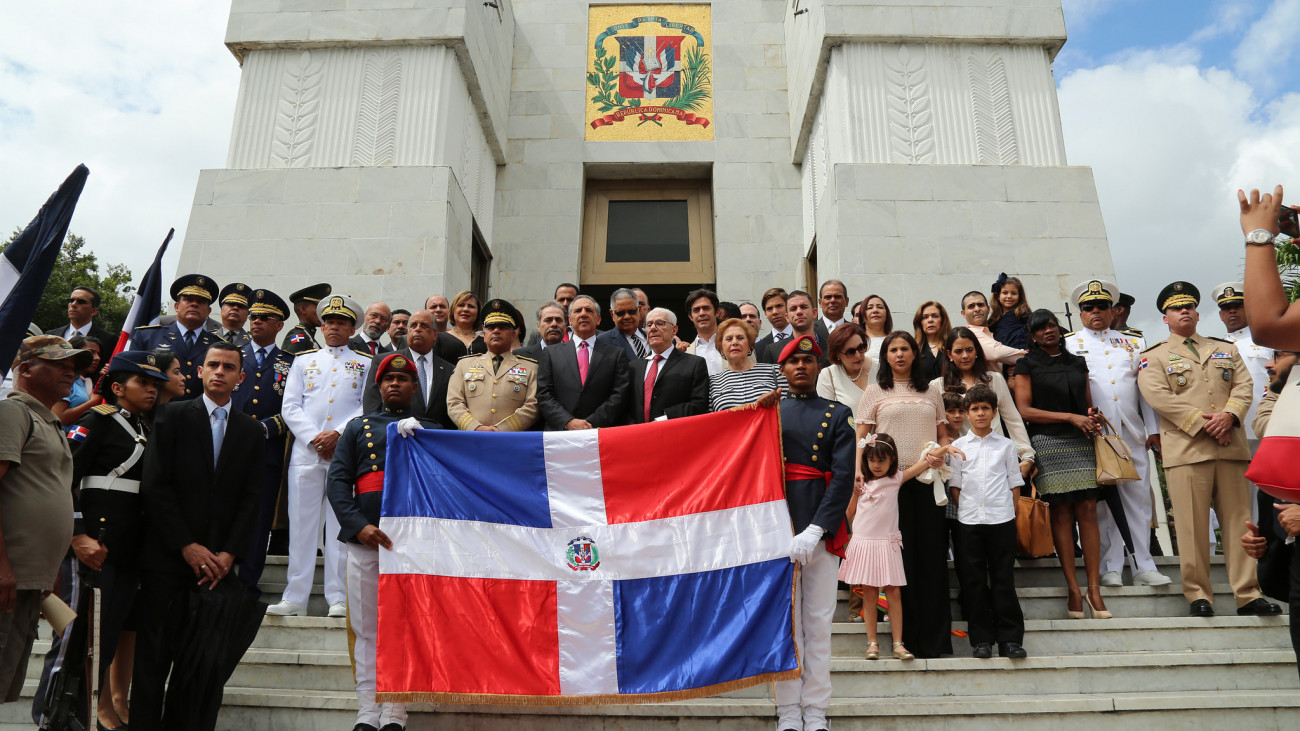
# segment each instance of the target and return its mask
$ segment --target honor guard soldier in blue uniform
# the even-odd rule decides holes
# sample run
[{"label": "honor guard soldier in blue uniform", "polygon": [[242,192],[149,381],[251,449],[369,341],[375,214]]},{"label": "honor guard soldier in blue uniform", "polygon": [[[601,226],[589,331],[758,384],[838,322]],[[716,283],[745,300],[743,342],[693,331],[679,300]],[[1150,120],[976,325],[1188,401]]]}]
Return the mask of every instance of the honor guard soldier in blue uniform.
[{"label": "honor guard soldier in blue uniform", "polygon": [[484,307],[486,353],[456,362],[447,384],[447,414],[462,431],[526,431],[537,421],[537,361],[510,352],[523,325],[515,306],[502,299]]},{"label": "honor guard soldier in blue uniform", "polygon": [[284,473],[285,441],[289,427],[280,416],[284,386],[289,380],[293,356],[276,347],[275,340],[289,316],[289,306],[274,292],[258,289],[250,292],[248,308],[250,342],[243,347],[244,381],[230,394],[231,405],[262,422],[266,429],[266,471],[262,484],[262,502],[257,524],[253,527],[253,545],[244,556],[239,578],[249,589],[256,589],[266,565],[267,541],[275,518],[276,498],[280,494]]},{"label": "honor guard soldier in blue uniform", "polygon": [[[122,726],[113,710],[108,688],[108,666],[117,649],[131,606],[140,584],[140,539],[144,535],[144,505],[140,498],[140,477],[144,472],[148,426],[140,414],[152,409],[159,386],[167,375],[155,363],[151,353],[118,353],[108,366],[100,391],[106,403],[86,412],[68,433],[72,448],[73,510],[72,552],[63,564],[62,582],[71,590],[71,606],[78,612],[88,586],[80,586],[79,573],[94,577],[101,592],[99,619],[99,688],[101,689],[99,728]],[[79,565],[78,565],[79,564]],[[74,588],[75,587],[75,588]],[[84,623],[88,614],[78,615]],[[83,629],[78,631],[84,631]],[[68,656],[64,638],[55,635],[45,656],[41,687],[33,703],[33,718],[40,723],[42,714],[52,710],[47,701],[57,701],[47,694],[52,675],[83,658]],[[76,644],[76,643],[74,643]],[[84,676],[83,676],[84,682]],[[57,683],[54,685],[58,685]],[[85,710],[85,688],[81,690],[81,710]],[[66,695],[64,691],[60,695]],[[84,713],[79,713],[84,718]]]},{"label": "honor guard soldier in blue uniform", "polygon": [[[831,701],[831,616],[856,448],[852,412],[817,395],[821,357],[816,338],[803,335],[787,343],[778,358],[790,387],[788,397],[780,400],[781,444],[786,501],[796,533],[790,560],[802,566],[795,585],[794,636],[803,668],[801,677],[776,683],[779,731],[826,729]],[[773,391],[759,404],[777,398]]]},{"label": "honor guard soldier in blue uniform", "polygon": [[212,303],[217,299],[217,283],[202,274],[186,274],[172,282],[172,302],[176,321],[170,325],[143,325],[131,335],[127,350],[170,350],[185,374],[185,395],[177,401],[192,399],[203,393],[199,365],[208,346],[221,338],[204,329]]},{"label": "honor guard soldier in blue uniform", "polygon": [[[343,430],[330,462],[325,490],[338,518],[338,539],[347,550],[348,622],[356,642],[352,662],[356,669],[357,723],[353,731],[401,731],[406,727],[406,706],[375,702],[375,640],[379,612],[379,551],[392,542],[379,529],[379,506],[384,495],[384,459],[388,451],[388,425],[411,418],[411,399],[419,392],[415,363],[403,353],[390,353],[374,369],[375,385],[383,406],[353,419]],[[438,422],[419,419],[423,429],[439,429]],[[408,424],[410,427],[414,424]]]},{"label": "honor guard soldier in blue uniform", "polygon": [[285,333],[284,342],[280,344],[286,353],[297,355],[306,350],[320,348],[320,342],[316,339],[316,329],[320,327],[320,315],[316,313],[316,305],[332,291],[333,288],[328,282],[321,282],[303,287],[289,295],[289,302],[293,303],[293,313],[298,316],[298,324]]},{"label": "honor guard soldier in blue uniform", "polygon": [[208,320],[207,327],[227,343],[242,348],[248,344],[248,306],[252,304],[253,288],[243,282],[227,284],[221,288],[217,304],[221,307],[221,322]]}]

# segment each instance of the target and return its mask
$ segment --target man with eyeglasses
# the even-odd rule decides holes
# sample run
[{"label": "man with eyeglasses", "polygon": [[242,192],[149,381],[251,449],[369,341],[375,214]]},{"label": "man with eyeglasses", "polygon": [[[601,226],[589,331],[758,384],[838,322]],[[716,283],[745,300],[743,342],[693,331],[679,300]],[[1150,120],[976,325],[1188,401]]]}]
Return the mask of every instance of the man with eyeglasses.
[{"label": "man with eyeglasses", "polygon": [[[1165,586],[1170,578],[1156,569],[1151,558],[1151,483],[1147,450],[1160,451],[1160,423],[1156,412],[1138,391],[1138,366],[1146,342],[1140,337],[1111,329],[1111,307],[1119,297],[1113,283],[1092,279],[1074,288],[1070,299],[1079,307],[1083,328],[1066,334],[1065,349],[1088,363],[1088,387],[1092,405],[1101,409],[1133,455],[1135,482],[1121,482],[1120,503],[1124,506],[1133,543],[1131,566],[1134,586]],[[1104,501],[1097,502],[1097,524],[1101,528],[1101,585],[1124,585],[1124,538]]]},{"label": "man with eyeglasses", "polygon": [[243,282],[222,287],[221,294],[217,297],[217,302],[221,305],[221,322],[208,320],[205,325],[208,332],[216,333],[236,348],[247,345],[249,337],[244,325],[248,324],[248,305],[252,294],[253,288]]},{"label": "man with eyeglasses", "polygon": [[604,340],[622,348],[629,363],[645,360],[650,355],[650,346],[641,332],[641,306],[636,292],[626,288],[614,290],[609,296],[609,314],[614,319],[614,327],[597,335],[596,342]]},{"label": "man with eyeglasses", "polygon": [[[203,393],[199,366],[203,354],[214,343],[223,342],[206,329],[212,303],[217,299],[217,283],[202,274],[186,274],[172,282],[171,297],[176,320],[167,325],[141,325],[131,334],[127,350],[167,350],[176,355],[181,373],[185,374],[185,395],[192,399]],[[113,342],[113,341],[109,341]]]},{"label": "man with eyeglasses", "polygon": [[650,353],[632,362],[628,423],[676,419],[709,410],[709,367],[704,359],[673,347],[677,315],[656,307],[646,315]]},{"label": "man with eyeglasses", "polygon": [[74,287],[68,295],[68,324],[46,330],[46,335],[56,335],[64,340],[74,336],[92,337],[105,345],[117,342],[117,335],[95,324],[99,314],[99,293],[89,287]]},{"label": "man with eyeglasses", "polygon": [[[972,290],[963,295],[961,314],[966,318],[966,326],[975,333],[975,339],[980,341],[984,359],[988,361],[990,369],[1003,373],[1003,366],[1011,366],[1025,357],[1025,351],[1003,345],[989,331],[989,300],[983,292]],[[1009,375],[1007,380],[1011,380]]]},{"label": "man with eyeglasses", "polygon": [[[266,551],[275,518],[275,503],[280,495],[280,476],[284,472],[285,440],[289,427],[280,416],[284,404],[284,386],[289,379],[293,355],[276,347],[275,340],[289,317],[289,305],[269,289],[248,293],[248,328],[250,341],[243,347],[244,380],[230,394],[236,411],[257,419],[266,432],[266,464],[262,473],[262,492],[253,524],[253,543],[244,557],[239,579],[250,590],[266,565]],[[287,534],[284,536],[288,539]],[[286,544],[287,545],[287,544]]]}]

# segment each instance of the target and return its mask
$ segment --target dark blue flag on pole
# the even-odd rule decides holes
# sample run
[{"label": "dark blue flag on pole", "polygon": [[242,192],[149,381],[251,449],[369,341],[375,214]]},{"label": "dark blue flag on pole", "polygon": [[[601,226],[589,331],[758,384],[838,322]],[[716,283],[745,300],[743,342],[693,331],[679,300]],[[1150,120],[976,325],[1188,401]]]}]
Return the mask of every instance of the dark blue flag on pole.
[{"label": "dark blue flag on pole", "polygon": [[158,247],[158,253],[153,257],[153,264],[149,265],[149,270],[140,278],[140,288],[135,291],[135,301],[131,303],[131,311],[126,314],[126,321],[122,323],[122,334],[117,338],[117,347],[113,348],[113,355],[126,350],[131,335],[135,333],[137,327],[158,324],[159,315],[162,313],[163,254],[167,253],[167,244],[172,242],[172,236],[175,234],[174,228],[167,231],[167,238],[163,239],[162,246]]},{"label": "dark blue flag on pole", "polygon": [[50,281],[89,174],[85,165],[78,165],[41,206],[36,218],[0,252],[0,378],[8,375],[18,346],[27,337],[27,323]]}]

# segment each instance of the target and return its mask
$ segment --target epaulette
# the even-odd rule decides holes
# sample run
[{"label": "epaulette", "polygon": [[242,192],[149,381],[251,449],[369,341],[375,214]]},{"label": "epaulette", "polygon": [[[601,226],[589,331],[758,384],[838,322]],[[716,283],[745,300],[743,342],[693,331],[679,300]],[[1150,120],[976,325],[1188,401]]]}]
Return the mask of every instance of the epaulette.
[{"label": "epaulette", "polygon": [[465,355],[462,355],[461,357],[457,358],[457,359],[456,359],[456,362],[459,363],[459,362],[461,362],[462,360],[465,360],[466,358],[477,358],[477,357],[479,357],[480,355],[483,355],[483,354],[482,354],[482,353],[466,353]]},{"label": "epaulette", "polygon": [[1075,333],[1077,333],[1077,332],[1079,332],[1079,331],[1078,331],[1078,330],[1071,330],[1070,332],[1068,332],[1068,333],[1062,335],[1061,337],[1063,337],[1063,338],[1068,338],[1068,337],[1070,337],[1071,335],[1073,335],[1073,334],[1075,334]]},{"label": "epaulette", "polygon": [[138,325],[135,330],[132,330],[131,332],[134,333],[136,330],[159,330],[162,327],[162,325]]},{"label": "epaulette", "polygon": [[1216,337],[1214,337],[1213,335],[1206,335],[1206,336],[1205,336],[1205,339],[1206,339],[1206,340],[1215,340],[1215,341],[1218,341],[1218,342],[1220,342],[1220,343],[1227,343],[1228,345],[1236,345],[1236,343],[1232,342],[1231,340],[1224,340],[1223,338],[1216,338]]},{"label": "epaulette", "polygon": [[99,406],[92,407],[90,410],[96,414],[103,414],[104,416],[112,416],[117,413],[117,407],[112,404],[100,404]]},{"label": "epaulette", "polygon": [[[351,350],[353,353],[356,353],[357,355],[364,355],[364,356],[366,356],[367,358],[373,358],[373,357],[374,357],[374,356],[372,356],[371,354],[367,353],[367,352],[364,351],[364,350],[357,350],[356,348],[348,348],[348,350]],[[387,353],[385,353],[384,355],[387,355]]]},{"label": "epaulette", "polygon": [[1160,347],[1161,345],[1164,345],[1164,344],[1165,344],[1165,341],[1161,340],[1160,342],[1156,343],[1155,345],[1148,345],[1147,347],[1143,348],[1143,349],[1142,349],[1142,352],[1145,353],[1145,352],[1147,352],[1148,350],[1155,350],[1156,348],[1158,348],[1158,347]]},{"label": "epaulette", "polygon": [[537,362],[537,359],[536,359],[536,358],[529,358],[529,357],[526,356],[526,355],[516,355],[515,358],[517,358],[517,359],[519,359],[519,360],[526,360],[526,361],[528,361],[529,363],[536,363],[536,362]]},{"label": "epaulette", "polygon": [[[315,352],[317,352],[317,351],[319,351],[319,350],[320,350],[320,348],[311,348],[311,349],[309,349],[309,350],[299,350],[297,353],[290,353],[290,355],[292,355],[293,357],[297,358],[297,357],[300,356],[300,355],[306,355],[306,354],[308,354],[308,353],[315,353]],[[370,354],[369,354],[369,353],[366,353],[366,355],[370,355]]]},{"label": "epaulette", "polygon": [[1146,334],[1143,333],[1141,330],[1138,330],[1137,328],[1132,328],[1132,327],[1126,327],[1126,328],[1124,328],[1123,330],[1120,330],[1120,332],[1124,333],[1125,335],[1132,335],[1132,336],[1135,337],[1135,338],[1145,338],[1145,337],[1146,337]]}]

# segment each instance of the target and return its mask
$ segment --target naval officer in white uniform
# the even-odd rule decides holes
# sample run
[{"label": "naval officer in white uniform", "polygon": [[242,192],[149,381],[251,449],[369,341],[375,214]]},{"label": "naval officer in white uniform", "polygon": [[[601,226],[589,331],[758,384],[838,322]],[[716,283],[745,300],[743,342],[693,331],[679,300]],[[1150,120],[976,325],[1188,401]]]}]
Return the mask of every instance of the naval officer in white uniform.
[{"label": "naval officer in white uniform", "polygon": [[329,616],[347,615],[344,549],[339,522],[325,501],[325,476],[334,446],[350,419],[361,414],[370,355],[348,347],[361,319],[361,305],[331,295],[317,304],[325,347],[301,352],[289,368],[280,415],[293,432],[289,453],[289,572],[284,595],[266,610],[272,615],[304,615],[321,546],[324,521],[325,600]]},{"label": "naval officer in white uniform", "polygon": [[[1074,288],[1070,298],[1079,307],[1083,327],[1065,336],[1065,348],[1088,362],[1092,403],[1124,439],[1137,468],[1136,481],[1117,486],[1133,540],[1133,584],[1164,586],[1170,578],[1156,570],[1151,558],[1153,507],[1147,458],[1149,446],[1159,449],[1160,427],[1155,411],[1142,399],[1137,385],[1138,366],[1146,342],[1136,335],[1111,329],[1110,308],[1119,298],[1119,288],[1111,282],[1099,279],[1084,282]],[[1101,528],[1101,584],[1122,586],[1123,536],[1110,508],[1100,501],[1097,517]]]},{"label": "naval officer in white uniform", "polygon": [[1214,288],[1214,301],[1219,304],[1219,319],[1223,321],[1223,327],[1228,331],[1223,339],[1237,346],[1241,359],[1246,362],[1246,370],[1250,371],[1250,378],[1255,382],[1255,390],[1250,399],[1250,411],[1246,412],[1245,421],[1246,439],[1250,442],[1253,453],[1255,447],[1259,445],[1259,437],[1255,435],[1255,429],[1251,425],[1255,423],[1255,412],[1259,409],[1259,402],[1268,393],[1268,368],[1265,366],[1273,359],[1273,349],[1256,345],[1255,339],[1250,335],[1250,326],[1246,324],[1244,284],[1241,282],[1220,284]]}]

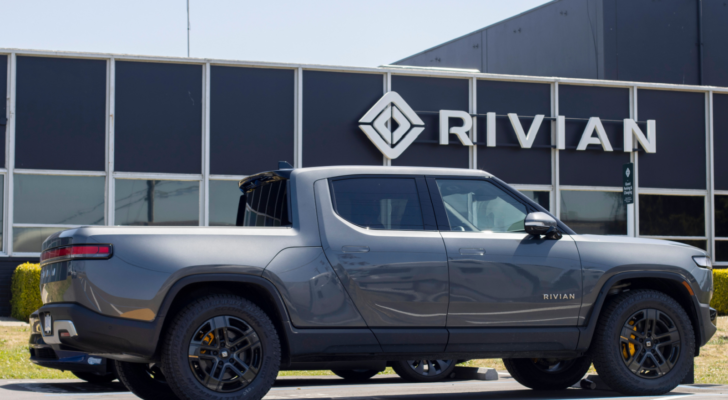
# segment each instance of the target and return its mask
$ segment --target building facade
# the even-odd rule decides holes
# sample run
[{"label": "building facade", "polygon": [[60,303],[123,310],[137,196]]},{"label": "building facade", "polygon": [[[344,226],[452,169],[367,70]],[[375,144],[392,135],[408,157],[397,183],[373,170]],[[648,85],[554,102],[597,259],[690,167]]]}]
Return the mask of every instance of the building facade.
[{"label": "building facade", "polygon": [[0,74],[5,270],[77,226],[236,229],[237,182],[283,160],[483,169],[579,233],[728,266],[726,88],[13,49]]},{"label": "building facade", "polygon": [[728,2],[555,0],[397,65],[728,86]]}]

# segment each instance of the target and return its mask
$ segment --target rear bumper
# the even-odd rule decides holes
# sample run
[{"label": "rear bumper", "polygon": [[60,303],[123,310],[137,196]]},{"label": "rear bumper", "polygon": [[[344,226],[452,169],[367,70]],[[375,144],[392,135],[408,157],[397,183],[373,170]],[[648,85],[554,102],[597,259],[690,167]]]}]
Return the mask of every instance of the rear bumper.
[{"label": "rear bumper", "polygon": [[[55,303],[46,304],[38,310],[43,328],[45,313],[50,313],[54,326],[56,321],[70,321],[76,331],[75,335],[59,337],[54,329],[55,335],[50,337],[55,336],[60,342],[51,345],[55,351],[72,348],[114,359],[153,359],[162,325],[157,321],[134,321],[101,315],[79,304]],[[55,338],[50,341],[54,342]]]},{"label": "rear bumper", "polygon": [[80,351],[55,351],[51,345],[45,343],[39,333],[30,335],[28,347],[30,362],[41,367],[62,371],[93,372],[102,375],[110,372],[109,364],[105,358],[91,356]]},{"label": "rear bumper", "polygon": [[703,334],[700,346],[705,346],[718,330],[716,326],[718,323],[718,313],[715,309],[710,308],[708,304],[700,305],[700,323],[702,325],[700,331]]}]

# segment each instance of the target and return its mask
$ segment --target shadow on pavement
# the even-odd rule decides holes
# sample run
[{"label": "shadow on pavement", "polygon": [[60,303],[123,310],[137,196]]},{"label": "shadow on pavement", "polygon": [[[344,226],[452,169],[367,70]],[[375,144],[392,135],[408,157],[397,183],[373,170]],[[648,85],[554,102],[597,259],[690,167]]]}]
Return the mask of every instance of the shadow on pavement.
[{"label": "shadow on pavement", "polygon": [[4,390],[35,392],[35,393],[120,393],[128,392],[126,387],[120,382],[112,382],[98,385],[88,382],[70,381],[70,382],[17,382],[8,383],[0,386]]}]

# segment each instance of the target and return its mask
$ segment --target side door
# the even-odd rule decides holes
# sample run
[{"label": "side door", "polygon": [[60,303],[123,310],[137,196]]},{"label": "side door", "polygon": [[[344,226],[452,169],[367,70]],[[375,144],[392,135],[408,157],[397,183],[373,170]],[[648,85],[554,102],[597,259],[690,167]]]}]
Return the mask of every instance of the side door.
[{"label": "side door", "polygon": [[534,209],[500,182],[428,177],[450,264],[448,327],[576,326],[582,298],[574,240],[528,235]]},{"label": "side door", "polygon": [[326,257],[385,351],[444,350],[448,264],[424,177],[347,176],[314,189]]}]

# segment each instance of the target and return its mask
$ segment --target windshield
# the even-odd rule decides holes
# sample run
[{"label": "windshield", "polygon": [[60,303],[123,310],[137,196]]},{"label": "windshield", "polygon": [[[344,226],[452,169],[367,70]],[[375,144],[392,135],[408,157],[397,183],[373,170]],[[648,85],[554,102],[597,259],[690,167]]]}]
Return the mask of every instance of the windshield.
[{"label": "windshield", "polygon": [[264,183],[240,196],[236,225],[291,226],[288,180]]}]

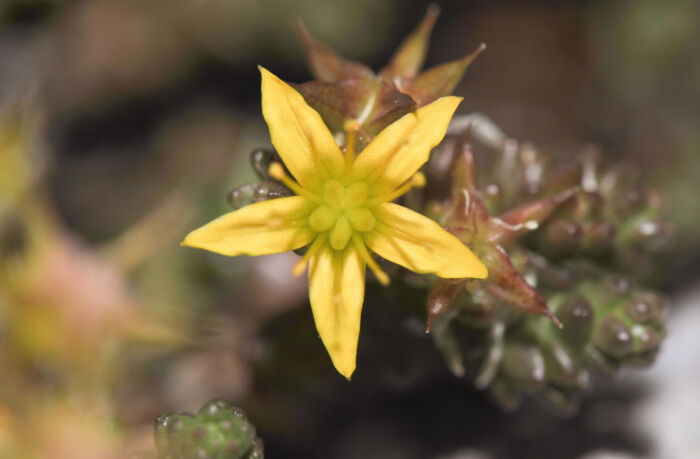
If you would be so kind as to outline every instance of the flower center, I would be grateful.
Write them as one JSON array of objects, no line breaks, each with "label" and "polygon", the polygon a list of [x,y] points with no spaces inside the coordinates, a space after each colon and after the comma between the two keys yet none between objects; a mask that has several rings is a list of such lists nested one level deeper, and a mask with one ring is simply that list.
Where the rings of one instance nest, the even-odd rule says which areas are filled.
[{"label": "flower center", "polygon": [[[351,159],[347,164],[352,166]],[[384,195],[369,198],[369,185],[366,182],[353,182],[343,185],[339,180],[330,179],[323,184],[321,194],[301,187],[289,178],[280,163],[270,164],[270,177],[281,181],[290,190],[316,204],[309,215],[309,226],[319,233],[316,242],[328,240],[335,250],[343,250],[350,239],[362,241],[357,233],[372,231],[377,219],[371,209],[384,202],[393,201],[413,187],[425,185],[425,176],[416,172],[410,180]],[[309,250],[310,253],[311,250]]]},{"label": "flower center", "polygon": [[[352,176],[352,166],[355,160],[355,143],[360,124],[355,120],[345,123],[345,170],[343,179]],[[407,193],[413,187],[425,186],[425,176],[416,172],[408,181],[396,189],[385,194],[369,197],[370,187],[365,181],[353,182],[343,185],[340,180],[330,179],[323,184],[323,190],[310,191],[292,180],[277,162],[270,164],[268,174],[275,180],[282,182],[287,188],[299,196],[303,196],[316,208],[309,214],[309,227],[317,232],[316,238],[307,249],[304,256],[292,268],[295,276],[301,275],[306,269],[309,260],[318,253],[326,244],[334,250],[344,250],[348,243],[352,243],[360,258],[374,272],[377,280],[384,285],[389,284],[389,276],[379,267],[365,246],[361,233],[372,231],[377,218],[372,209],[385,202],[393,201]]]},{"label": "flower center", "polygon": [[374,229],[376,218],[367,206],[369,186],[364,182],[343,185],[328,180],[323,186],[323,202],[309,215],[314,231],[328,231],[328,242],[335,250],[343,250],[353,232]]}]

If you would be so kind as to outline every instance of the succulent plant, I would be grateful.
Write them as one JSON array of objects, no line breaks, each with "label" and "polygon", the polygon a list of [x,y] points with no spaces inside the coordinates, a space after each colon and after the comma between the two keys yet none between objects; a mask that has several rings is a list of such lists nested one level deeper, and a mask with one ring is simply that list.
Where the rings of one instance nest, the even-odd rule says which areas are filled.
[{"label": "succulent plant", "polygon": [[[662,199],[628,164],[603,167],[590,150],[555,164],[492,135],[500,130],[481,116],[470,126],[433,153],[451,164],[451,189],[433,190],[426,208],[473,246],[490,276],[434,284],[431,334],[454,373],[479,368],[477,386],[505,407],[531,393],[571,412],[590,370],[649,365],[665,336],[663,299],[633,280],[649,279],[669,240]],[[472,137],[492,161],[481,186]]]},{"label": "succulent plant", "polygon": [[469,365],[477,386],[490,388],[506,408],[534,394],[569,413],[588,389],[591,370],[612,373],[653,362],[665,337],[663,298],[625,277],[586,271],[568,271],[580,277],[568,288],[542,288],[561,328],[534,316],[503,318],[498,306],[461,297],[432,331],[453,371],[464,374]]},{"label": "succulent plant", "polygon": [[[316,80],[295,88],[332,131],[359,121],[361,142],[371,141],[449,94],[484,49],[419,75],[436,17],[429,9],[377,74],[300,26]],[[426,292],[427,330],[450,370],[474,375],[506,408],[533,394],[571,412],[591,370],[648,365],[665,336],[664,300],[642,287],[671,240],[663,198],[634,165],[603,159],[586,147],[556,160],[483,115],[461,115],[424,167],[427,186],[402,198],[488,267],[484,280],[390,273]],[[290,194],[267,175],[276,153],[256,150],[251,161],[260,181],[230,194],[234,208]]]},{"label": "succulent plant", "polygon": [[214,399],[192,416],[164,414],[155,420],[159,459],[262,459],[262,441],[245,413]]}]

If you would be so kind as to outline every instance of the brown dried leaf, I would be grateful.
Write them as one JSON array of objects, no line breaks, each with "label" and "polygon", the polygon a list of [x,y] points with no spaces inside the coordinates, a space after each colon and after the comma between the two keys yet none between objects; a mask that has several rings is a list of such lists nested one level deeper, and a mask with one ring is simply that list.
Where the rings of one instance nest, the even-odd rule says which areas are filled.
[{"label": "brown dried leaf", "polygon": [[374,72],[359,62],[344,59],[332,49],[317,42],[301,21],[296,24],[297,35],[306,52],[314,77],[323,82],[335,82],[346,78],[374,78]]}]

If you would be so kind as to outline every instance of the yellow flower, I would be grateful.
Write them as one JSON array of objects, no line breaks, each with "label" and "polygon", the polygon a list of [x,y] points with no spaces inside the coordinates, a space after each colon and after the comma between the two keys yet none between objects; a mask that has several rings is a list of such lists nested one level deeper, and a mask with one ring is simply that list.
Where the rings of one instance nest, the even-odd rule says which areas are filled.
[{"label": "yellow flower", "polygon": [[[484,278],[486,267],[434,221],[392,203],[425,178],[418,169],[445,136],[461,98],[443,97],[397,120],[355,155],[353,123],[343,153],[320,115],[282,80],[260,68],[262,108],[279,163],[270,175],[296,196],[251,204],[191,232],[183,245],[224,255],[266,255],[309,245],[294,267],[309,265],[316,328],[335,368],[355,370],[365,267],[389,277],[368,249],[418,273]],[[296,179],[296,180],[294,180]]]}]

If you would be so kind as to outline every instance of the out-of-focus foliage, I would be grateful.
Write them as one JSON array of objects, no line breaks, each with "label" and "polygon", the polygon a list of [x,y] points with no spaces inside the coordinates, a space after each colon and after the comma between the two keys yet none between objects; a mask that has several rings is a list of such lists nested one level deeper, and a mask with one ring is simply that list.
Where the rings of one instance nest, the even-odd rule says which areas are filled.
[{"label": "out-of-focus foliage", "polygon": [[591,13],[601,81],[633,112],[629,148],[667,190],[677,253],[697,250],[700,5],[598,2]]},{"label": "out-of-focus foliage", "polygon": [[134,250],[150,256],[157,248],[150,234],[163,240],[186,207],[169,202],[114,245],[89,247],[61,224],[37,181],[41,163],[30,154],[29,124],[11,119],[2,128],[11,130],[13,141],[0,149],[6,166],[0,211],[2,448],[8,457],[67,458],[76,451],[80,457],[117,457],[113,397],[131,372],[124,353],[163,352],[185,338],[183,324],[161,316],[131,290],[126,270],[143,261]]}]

****************

# Task directions:
In the entries above, find each line with "grateful" and list it.

# Solution to this exercise:
If you would be so kind as to outline every instance of the flower center, I would be grateful.
If you would be so kind as to outline every instance of the succulent plant, I would be grateful.
If you would be so kind as to outline every instance of the brown dried leaf, I would be grateful.
If you would be so kind as to outline every instance of the yellow flower, I would be grateful.
If you would be so kind as to outline every instance of the out-of-focus foliage, I would be grateful.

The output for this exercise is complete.